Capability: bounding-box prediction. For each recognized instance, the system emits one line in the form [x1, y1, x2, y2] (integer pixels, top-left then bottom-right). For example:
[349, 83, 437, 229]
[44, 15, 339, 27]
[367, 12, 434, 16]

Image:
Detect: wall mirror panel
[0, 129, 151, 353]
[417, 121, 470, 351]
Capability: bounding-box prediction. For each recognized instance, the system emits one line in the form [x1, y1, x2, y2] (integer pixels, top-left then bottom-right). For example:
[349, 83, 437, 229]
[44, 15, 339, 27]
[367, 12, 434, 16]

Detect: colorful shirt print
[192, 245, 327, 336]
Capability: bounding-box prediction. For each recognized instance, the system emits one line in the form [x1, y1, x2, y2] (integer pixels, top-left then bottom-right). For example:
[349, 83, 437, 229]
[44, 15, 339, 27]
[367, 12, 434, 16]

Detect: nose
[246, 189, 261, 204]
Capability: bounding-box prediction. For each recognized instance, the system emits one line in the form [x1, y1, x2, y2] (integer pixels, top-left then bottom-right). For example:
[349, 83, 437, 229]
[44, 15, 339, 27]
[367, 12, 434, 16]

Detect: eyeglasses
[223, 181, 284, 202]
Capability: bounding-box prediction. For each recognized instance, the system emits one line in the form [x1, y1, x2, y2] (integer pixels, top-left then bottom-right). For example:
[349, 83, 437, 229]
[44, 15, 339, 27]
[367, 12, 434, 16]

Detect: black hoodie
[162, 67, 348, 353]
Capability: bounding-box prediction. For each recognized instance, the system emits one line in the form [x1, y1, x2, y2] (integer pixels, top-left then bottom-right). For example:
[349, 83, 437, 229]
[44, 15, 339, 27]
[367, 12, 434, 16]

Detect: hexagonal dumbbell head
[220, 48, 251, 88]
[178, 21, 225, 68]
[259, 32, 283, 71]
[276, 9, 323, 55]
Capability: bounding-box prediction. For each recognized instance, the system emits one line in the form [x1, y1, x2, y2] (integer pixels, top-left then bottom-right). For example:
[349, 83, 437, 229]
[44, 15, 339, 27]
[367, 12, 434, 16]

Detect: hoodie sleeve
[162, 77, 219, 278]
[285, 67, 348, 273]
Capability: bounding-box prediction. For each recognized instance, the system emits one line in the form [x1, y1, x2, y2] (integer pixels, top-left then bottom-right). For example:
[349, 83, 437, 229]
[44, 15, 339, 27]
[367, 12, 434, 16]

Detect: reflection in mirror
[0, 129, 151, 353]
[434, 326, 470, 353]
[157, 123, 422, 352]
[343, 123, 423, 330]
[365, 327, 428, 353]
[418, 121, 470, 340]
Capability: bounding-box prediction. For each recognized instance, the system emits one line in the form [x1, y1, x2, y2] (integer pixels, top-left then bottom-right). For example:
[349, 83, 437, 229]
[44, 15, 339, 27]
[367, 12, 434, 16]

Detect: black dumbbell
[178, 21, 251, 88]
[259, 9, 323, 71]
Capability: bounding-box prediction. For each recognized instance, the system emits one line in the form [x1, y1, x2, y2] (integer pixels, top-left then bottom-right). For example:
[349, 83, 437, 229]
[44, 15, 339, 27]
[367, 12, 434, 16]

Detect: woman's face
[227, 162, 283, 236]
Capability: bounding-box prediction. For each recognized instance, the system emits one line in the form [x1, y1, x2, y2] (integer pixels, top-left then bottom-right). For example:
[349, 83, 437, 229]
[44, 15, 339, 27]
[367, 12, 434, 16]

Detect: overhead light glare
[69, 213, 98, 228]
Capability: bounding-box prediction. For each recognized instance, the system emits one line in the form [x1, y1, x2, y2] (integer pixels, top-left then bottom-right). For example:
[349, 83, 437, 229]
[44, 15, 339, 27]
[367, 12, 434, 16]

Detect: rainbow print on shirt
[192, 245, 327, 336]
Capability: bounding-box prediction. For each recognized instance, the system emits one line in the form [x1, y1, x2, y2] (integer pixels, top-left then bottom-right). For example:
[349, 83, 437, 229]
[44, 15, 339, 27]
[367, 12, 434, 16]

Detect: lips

◇ ◇ ◇ ◇ ◇

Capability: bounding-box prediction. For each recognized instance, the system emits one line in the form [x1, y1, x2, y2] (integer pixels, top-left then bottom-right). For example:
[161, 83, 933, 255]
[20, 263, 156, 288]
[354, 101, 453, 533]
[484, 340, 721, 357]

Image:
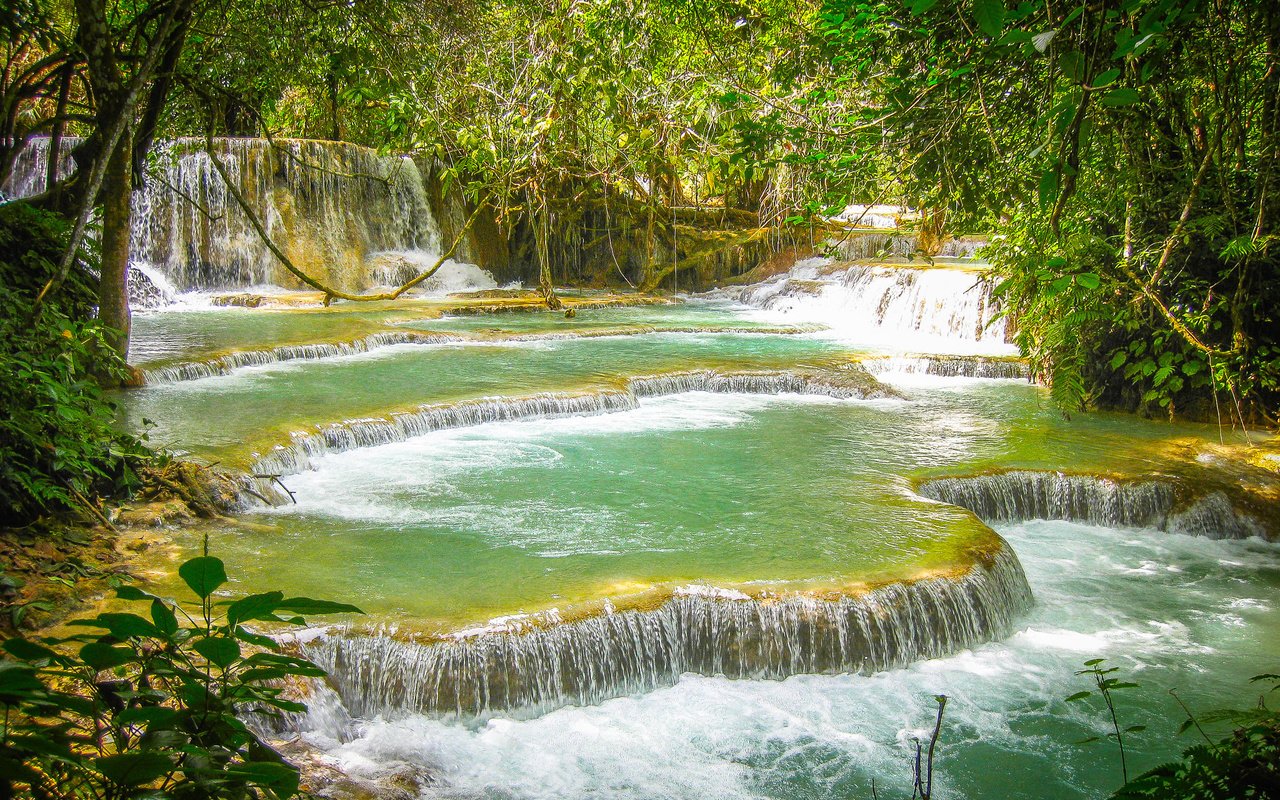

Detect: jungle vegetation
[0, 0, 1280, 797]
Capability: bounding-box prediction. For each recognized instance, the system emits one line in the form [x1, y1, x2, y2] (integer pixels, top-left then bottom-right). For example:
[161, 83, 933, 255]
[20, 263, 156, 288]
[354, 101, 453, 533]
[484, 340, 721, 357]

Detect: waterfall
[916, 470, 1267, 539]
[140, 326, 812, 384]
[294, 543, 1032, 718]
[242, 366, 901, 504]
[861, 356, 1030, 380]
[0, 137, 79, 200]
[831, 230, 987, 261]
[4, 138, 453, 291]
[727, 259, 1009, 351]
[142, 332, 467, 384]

◇ ◇ ◇ ◇ ◇

* **EXERCISE TASK**: Select every line in the rows above that contains the word "hoodie", treating uppercase and lowercase letters as different.

* **ANSWER TO THE TASK**:
Detect: black hoodie
Detect: hoodie sleeve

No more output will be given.